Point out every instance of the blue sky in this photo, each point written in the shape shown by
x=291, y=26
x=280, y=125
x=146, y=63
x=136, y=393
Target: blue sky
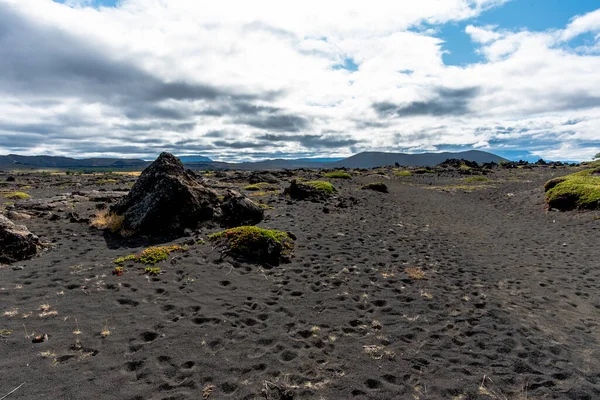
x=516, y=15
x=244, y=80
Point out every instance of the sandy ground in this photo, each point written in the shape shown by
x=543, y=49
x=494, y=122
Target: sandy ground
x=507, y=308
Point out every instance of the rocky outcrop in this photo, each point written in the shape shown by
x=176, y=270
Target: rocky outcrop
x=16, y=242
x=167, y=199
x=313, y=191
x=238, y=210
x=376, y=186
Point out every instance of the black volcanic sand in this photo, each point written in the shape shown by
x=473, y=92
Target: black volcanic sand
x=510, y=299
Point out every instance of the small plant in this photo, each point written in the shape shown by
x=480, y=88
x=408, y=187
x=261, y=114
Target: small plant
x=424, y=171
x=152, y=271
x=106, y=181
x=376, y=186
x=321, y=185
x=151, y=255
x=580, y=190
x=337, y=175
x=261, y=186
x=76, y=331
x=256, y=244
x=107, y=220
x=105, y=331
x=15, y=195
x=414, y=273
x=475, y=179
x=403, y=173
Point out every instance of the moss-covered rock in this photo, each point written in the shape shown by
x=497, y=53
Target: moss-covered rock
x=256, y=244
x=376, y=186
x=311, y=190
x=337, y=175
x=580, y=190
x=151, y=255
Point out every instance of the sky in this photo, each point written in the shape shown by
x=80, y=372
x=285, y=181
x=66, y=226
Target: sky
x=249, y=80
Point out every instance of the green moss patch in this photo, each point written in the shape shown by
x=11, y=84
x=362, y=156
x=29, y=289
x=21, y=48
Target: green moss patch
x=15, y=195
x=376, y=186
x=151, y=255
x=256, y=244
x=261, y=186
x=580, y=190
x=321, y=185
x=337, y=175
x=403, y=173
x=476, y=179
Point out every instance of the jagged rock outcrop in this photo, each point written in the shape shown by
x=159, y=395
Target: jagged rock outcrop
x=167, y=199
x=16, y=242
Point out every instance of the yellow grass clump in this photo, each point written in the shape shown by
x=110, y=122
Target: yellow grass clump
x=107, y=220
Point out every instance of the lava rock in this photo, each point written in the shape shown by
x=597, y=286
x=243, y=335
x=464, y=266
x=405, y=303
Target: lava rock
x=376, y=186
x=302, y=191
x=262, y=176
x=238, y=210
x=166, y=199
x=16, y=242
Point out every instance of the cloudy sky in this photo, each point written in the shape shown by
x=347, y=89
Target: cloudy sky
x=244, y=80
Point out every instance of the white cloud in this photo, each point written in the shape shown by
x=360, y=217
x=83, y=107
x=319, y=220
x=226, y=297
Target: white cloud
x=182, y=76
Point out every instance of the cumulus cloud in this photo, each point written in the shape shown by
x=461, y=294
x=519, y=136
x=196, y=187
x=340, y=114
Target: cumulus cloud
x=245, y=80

□ □ □ □

_SET EXERCISE_.
Take the lines in the records that begin at the one containing "Point out every instance of the lava" and end with the one containing "x=182, y=76", and render them as a JSON list of strings with one string per line, leaving out any blank lines.

_THE ANSWER_.
[
  "Point out every instance of the lava rock in this photo, each point written in the shape shown by",
  "x=597, y=286",
  "x=243, y=335",
  "x=464, y=266",
  "x=405, y=303",
  "Target: lava rock",
  "x=376, y=186",
  "x=302, y=191",
  "x=262, y=176",
  "x=238, y=210",
  "x=166, y=199",
  "x=16, y=242",
  "Point out every instance of the cloudy sky in this photo, each point written in the shape shown by",
  "x=347, y=89",
  "Target: cloudy sky",
  "x=244, y=80",
  "Point out every instance of the white cloud in this photo, each point written in the shape shown by",
  "x=360, y=217",
  "x=83, y=107",
  "x=319, y=220",
  "x=226, y=297",
  "Target: white cloud",
  "x=182, y=76"
]